BEGIN SOURCE MATERIAL

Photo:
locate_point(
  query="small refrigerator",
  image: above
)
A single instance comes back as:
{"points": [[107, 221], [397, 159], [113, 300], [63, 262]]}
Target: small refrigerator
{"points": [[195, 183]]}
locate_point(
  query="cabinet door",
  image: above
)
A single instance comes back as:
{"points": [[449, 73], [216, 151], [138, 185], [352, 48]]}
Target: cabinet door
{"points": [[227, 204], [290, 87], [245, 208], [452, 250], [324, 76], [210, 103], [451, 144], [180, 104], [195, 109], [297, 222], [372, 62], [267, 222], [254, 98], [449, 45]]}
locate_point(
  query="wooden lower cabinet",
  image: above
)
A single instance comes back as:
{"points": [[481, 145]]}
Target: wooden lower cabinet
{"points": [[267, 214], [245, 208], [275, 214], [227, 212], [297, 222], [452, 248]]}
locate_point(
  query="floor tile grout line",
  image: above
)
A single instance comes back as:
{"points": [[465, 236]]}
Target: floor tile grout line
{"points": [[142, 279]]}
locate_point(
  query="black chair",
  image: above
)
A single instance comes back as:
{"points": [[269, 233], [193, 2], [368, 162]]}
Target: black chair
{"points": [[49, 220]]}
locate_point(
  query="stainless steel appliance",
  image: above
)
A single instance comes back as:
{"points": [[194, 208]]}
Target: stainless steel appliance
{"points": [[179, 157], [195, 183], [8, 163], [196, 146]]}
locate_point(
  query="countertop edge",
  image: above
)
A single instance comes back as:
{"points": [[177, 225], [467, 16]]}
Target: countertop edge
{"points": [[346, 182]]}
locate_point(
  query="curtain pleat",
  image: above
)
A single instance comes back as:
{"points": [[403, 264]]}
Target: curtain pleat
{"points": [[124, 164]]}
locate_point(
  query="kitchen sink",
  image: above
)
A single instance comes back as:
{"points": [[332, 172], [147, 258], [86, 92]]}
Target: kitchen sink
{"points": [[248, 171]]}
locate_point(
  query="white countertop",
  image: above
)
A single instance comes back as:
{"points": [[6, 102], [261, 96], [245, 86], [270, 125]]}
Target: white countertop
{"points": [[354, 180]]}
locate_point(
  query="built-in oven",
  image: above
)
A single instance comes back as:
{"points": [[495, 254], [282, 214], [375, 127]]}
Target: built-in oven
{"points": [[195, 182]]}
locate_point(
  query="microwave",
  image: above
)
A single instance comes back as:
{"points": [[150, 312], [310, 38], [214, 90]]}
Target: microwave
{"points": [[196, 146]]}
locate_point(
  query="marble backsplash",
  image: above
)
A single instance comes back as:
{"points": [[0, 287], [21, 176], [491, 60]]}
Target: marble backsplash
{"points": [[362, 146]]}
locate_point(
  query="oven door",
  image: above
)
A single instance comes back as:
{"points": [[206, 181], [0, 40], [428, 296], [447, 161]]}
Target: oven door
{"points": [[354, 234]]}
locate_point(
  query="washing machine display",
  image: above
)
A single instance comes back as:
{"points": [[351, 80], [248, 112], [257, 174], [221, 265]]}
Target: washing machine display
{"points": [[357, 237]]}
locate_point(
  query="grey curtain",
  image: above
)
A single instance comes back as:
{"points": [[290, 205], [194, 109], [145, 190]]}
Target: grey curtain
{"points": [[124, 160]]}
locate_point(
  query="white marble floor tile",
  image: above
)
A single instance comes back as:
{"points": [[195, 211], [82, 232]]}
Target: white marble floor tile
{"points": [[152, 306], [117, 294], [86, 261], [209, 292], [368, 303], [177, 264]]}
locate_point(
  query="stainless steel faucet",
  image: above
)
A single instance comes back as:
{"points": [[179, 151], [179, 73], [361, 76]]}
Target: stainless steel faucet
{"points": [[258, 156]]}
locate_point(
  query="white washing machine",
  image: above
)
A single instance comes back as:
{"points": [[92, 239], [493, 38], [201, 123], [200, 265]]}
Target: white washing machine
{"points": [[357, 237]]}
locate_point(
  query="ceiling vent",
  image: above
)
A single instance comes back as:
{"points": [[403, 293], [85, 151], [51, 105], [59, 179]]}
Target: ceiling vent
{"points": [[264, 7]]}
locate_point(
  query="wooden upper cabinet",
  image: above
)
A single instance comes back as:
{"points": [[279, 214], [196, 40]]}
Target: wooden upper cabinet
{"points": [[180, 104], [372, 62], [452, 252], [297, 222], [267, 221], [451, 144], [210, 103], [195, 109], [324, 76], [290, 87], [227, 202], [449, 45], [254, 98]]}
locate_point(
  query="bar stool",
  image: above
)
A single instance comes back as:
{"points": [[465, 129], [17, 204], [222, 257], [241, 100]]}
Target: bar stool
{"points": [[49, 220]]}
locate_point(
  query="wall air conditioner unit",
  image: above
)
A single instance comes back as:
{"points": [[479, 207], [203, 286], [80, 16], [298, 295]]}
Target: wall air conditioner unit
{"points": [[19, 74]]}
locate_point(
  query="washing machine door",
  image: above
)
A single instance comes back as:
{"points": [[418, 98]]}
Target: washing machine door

END SOURCE MATERIAL

## PROBLEM DETAILS
Extract all of the data exactly as written.

## SOLVED PROBLEM
Photo:
locate_point(
  query="small refrigerator",
  image: above
)
A single instance comes back as:
{"points": [[107, 221], [397, 159], [113, 300], [63, 262]]}
Target: small refrigerator
{"points": [[195, 183]]}
locate_point(
  query="cabinet door",
  image: above
)
A single instance comes back as:
{"points": [[449, 73], [216, 151], [138, 185], [352, 48]]}
Target: cabinet door
{"points": [[227, 204], [290, 87], [245, 208], [452, 250], [324, 76], [210, 103], [451, 144], [180, 104], [195, 109], [297, 222], [372, 62], [267, 222], [254, 98], [449, 45]]}
locate_point(
  query="wooden lower cabinet",
  image: above
)
A single instance comes back as:
{"points": [[481, 145]]}
Target: wooden lower cabinet
{"points": [[267, 214], [245, 208], [275, 214], [227, 212], [297, 222], [452, 248]]}
locate_point(
  query="floor tile grout line",
  image: above
)
A single instance comes back as:
{"points": [[465, 236]]}
Target: floor tile grout line
{"points": [[142, 279]]}
locate_point(
  query="black chair",
  image: above
)
A single instance comes back as:
{"points": [[269, 233], [193, 2], [368, 162]]}
Target: black chair
{"points": [[49, 220]]}
locate_point(
  query="stainless steel appliance",
  image: above
)
A single instance comes back as:
{"points": [[194, 208]]}
Target: stainless steel appliance
{"points": [[179, 157], [195, 183], [8, 163], [196, 146]]}
locate_point(
  query="countertop edge",
  image: above
)
A single instance comes back as:
{"points": [[177, 225], [467, 16]]}
Target: countertop edge
{"points": [[346, 182]]}
locate_point(
  query="curtain pleat",
  image: above
)
A single instance comes back as:
{"points": [[403, 264]]}
Target: curtain pleat
{"points": [[124, 164]]}
locate_point(
  query="kitchen sink",
  image: above
)
A single instance comes back as:
{"points": [[332, 172], [147, 258], [86, 92]]}
Target: kitchen sink
{"points": [[248, 171]]}
locate_point(
  query="white countertop",
  image: above
)
A single instance comes back as:
{"points": [[6, 102], [261, 96], [245, 86], [270, 125]]}
Target: white countertop
{"points": [[354, 180]]}
locate_point(
  query="built-in oven",
  image: above
)
A single instance comes back as:
{"points": [[495, 254], [282, 214], [375, 127]]}
Target: built-in oven
{"points": [[195, 182]]}
locate_point(
  query="microwave",
  image: above
)
A single instance comes back as:
{"points": [[150, 312], [310, 38], [214, 90]]}
Target: microwave
{"points": [[196, 146]]}
locate_point(
  query="marble backsplash",
  image: above
)
A single instance comes back as:
{"points": [[0, 287], [21, 176], [491, 60]]}
Target: marble backsplash
{"points": [[362, 146]]}
locate_point(
  query="oven door",
  image: above
)
A single instance comes back as:
{"points": [[206, 181], [0, 40], [428, 296], [447, 161]]}
Target: oven door
{"points": [[354, 234]]}
locate_point(
  query="washing machine display",
  image: above
)
A single instance comes back as:
{"points": [[351, 80], [248, 112], [257, 174], [221, 265]]}
Target: washing machine display
{"points": [[357, 237]]}
locate_point(
  query="grey curtain",
  image: above
)
A single instance comes back as:
{"points": [[290, 205], [194, 109], [145, 190]]}
Target: grey curtain
{"points": [[124, 160]]}
locate_point(
  query="white marble floor tile",
  image: above
)
A single instance comes back as:
{"points": [[195, 211], [82, 232]]}
Target: white marble floor tile
{"points": [[152, 306], [117, 294], [86, 261], [209, 292], [368, 303], [177, 264]]}
locate_point(
  query="stainless steel faucet",
  image: above
)
A single instance comes back as:
{"points": [[179, 151], [179, 73], [361, 76]]}
Target: stainless steel faucet
{"points": [[258, 156]]}
locate_point(
  query="white washing machine",
  image: above
)
A single instance comes back as:
{"points": [[92, 239], [493, 38], [201, 123], [200, 265]]}
Target: white washing machine
{"points": [[357, 237]]}
locate_point(
  query="ceiling vent",
  image: above
)
A single instance comes back as:
{"points": [[403, 293], [85, 151], [51, 105], [59, 179]]}
Target: ceiling vent
{"points": [[264, 7]]}
locate_point(
  query="wooden upper cabinet",
  image: above
)
A single instance comes back as:
{"points": [[279, 214], [196, 40]]}
Target: wooden upper cabinet
{"points": [[180, 104], [372, 62], [452, 252], [297, 222], [267, 221], [451, 144], [210, 103], [195, 109], [324, 76], [290, 87], [227, 202], [449, 45], [254, 98]]}
locate_point(
  query="bar stool",
  image: above
)
A single instance comes back as:
{"points": [[465, 129], [17, 204], [222, 257], [241, 100]]}
Target: bar stool
{"points": [[49, 220]]}
locate_point(
  query="wall air conditioner unit",
  image: above
)
A single instance comes back as:
{"points": [[479, 207], [203, 286], [80, 16], [298, 295]]}
Target: wall air conditioner unit
{"points": [[19, 74]]}
locate_point(
  query="washing machine door",
  image: above
)
A single instance comes back as:
{"points": [[418, 98]]}
Target: washing machine door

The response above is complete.